### PROBLEM TO WORK ON
Render every line below as a JSON array of strings, one string per line, with blank lines omitted.
______________________________
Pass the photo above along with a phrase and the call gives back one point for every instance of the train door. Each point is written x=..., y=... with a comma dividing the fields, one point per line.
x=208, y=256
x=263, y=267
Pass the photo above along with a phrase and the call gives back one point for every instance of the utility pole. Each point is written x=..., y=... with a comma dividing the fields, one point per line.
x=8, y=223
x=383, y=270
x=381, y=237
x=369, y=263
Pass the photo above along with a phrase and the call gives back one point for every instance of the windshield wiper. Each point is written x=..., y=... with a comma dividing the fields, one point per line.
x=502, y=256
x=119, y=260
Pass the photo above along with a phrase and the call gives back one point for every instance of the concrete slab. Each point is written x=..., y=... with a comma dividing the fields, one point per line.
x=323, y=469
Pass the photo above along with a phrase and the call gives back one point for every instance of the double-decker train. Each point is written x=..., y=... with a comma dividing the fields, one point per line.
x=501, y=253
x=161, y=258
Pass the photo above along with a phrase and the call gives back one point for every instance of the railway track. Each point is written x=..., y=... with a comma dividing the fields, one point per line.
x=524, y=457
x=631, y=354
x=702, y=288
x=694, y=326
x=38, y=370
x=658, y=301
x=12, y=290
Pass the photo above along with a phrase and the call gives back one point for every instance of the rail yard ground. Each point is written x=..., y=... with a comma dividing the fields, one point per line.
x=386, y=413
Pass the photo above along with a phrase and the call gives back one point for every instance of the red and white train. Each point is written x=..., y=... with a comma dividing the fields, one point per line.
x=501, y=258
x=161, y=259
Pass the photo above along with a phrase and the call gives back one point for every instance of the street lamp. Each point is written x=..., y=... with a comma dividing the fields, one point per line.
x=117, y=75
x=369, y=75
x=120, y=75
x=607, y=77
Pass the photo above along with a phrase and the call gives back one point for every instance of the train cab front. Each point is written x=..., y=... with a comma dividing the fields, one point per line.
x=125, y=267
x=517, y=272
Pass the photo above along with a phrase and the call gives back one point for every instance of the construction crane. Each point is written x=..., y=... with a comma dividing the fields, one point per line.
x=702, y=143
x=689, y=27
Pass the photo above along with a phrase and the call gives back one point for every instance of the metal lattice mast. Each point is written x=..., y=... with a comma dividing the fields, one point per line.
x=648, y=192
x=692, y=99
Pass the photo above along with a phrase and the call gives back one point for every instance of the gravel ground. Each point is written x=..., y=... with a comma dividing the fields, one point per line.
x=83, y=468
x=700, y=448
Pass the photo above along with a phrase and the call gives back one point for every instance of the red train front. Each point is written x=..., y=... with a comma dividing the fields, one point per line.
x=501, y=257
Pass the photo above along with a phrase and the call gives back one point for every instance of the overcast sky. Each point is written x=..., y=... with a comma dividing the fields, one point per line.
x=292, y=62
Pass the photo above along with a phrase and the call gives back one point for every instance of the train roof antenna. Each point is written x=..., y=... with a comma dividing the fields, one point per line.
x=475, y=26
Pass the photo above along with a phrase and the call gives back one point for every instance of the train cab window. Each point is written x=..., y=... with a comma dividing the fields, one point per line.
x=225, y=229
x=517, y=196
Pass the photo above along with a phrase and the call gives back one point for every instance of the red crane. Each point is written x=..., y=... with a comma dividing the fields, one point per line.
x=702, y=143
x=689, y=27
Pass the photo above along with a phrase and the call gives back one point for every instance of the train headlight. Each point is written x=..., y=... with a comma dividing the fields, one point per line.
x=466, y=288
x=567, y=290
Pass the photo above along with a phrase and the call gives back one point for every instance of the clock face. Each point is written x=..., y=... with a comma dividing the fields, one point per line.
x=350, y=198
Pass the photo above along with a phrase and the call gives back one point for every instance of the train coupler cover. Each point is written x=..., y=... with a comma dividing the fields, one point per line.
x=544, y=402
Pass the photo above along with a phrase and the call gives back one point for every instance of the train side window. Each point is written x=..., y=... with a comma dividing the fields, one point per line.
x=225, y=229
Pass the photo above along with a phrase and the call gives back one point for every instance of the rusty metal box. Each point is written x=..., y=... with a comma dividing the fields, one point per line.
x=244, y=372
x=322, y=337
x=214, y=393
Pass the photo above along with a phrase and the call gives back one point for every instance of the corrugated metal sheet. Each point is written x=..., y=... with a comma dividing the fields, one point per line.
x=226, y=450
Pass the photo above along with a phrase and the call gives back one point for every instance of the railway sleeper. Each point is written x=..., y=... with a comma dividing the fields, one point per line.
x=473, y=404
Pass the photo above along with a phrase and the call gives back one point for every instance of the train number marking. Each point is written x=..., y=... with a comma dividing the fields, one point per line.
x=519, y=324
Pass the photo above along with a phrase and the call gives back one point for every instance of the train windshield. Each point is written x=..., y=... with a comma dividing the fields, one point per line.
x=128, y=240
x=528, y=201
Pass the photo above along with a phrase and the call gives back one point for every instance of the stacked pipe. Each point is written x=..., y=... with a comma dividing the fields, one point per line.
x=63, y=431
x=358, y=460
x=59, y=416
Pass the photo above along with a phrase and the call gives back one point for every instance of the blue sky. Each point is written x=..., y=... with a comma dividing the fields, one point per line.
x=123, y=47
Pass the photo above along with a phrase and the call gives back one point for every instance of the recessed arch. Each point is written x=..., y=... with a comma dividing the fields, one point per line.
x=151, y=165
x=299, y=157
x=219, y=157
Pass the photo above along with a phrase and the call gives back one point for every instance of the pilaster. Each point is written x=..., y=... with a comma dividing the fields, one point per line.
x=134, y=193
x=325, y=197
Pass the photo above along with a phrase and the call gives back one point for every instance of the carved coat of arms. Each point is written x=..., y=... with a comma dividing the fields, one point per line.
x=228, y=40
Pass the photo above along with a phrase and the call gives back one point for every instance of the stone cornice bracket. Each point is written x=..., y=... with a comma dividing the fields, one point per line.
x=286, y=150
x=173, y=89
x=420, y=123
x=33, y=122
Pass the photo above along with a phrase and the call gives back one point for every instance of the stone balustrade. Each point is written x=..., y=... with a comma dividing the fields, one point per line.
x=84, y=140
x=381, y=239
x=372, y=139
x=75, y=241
______________________________
### RESULT OF THE EXERCISE
[
  "Pass the photo above along with a phrase and the call gives back one point for every instance of the train door. Each point is written x=..., y=... with a comma dividing the fields, one point per line.",
  "x=208, y=256",
  "x=263, y=267",
  "Pass the photo above along with a phrase and the call gives back one point for every instance of the utility pole. Each point is written x=..., y=... with a comma dividing the fields, one point per line.",
  "x=8, y=223",
  "x=383, y=270",
  "x=381, y=237",
  "x=369, y=263",
  "Pass the photo above along with a phrase and the call gives back one point for every instance of the windshield wiper. Each point is written x=..., y=... with a comma dividing the fields, one point per line.",
  "x=502, y=256",
  "x=119, y=260",
  "Pass the photo above along with a phrase and the call gives back one point for every instance of the concrete slab. Each point is written x=..., y=... with a comma dividing the fields, one point per line.",
  "x=323, y=469",
  "Pass the photo above along with a phrase and the call gives back one point for every instance of the double-decker train. Each point is written x=..., y=... with a comma dividing the fields, one point per line.",
  "x=501, y=253",
  "x=161, y=258",
  "Pass the photo above along with a phrase and the call gives back one point for every instance of the railway track. Each point is written x=..., y=... with a comma dividing the fields, one point per line.",
  "x=524, y=457",
  "x=631, y=354",
  "x=702, y=288",
  "x=694, y=326",
  "x=38, y=370",
  "x=658, y=301",
  "x=12, y=290",
  "Pass the photo above along with a phrase and the call gives back one point for every instance of the rail yard ground. Each point is written x=..., y=... with a comma dividing the fields, one point per line.",
  "x=386, y=413",
  "Pass the photo above along with a phrase and the call gives back one point for every instance of the red and white train. Each point is written x=..., y=... with a comma dividing the fields, one point per line.",
  "x=501, y=258",
  "x=161, y=259",
  "Pass the photo above along with a phrase and the call gives back one point for every instance of the street lamp. Each point is written x=..., y=... with a comma dividing the fields, one point per line.",
  "x=117, y=75",
  "x=369, y=75",
  "x=120, y=75",
  "x=607, y=77",
  "Pass the photo above along with a phrase and the call gives back one point for every instance of the train cab front. Each point is written x=..., y=... with a comma dividing the fields, one point per line.",
  "x=125, y=267",
  "x=517, y=272",
  "Pass the photo above along with a phrase and the call gives back one point for every instance of the construction crane. Each point is written x=..., y=... with a comma dividing the fields, one point per line.",
  "x=702, y=143",
  "x=689, y=27",
  "Pass the photo above along with a phrase and the call gives back one point for every instance of the metal lattice mast. Each point is written x=..., y=... with a comma dividing the fields, one point per line.",
  "x=648, y=192",
  "x=692, y=99",
  "Pass the photo above along with a phrase and the call gives back one point for every instance of the gravel ground. Each point is written x=..., y=... with a comma dividing the fields, one point per line.",
  "x=83, y=468",
  "x=700, y=448",
  "Pass the photo above along with a phrase and the call gives back one point for every instance of the red train front. Each point is written x=..., y=... with a comma dividing the fields, one point per line.",
  "x=501, y=257",
  "Pass the photo above along with a phrase and the call gives back one point for every instance of the overcast sky. Each point is written x=..., y=... with a comma dividing the fields, one point per line.",
  "x=292, y=62",
  "Pass the photo above along with a phrase and the call gives back one point for every instance of the train roof antenna. Each point is written x=..., y=... with a comma dividing the fields, one point per line.",
  "x=475, y=26",
  "Pass the photo above along with a phrase and the call gives back one point for every instance of the train cab window. Each point is written x=..., y=... with a comma dividing the fields, one point per line.",
  "x=225, y=229",
  "x=517, y=196",
  "Pass the photo above along with a phrase and the call gives back one point for every instance of the red crane. Each point is written x=..., y=... with a comma dividing the fields, one point per line.",
  "x=702, y=143",
  "x=689, y=27",
  "Pass the photo above along with a phrase and the call gives back one point for every instance of the train headlight. Each point is written x=..., y=... with a comma dividing the fields, one point per line.",
  "x=466, y=288",
  "x=567, y=290",
  "Pass the photo above along with a phrase and the call gives back one point for every instance of the clock face. Each point is written x=..., y=... with a comma dividing the fields, one point per line.",
  "x=350, y=198",
  "Pass the photo above along with a phrase and the call gives back one point for every instance of the train coupler cover. Each point is written x=..., y=... with a comma dividing the fields, one point per line.",
  "x=544, y=402",
  "Pass the photo above along with a phrase and the call gives back one point for every instance of the train side window. Each point is written x=..., y=... with a comma dividing the fields, one point per line.",
  "x=225, y=229",
  "Pass the photo above along with a phrase and the call gives back one point for every instance of the rusty metal box. Each point is written x=..., y=... with a comma dividing the fields, one point per line.",
  "x=244, y=372",
  "x=322, y=337",
  "x=214, y=393",
  "Pass the photo above along with a phrase and the call gives back one point for every instance of the corrugated metal sheet. Each point is written x=..., y=... with a comma dividing the fields, one point per line.",
  "x=226, y=450",
  "Pass the photo above along with a phrase and the call gives back one point for every instance of the railway sleeper. Each point is written x=..., y=... with a comma dividing the fields, one point per line.",
  "x=473, y=404",
  "Pass the photo above along with a phrase and the call gives back one point for every instance of the train number marking. Each point is written x=..., y=... with a comma dividing the fields, one point per line.",
  "x=519, y=324",
  "Pass the photo above along with a phrase and the call gives back one point for every instance of the train windshield. Each point is written x=..., y=... with a comma dividing the fields, one point per line.",
  "x=128, y=240",
  "x=528, y=201",
  "Pass the photo above along with a phrase and the call gives back one point for every instance of the stacked pipe. Each point is written x=..., y=... with a comma dividing the fields, one point per line.",
  "x=63, y=431",
  "x=358, y=460",
  "x=59, y=416",
  "Pass the photo above along with a phrase and the call gives back one point for every instance of the blue sky. Each point is written x=..., y=... with a comma dividing the fields, one point per line.",
  "x=123, y=47",
  "Pass the photo above along with a phrase and the call gives back one point for every instance of the recessed arch. Each point is written x=..., y=... with a comma dividing the fields, one point per line.",
  "x=151, y=165",
  "x=299, y=157",
  "x=219, y=157",
  "Pass the photo above along with a phrase and the call gives back one point for every instance of the pilaster. Each point is written x=..., y=... with a comma dividing the fields, one point per line.",
  "x=134, y=193",
  "x=325, y=197",
  "Pass the photo above along with a phrase and the call gives back one point for every instance of the carved coat of arms. Each point is written x=..., y=... with a comma dividing the fields, one point per line.",
  "x=228, y=40",
  "Pass the photo above along with a phrase and the call gives back one point for every instance of the stone cornice bracket. Each point is written x=..., y=... with a comma dividing the fields, one point per line.",
  "x=286, y=150",
  "x=173, y=89",
  "x=420, y=123",
  "x=33, y=122",
  "Pass the photo above along with a phrase and the call gives back one point for every instance of the stone balustrade. Each point is written x=..., y=... with a comma dividing the fields, one point per line.",
  "x=84, y=140",
  "x=381, y=239",
  "x=372, y=139",
  "x=75, y=241"
]